[Entries for pointing and labeling]
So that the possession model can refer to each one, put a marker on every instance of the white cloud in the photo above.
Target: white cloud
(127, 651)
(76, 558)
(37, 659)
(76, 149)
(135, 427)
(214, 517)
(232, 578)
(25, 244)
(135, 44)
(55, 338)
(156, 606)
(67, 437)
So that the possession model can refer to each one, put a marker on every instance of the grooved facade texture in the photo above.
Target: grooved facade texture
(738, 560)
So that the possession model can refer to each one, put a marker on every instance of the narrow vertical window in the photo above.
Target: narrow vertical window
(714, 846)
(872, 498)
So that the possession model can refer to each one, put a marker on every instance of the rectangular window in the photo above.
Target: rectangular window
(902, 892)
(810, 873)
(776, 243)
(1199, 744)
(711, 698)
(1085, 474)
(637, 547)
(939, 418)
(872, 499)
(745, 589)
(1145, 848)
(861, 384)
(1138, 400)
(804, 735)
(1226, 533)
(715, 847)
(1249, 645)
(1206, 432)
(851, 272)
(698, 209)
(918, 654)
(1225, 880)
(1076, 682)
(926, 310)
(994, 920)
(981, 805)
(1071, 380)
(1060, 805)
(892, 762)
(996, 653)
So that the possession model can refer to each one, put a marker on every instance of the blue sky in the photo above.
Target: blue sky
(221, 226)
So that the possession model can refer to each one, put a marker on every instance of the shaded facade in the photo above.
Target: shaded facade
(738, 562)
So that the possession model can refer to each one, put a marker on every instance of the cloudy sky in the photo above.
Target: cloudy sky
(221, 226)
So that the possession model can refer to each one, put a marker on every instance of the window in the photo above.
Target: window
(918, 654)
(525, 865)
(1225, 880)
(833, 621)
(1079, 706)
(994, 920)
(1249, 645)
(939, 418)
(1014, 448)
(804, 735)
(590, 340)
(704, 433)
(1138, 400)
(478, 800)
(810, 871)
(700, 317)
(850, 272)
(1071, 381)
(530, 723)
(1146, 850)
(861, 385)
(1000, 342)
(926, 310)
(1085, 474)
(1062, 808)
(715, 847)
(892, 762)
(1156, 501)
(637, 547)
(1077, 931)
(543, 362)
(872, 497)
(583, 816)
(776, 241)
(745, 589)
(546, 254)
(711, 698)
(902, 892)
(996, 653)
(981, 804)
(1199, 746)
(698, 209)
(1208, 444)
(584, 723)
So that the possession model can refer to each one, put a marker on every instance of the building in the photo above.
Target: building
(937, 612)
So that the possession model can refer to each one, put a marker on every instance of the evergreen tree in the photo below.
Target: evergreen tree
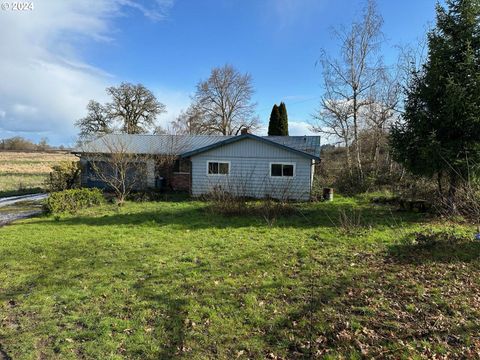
(440, 134)
(283, 124)
(274, 124)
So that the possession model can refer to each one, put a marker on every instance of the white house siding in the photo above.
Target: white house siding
(250, 171)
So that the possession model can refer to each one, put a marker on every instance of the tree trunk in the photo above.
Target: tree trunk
(439, 183)
(452, 191)
(355, 135)
(348, 157)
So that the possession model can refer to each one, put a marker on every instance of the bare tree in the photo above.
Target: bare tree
(95, 123)
(115, 165)
(134, 106)
(189, 122)
(224, 102)
(334, 119)
(349, 77)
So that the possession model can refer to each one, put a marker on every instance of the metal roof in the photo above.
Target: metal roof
(187, 145)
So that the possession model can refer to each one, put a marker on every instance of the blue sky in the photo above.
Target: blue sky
(56, 57)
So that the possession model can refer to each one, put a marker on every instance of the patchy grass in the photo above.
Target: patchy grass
(168, 279)
(22, 172)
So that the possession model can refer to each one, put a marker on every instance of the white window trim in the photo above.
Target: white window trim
(283, 163)
(219, 161)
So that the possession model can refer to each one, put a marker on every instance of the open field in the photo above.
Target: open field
(21, 171)
(163, 280)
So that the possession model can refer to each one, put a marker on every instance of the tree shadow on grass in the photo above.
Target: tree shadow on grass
(437, 253)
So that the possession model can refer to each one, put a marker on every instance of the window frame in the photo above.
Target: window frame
(180, 167)
(294, 164)
(219, 162)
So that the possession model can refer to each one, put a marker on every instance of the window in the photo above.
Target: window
(218, 168)
(282, 170)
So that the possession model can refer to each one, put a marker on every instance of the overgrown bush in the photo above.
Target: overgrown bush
(73, 200)
(224, 203)
(64, 176)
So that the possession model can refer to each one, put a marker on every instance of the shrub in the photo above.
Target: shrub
(73, 200)
(64, 176)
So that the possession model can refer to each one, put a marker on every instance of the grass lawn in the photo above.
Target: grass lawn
(166, 280)
(20, 172)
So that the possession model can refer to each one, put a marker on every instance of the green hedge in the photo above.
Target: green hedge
(73, 200)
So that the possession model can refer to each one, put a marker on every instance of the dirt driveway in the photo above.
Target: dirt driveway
(20, 207)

▶ _THE TASK_: Return, word for word, every line of the records from the line containing "shrub in the photo above." through the end of the records, with both ends included.

▶ _RESPONSE TO THE TASK_:
So that the possession model can refer to each one, put a marker on every instance of the shrub in the photo above.
Target: shrub
(73, 200)
(64, 176)
So that the possession model can refer to each one, put a marker on every instance of the grass lawn in the photo above.
Target: grass lawn
(166, 280)
(20, 172)
So that the possession model can refer to each one, put a marker on every instance of the green hedge in the photo above.
Target: green hedge
(73, 200)
So that the possession model can refer to each one, put a marker on every instance of the dirt driveway in the photo above.
Target: dirt driveway
(20, 207)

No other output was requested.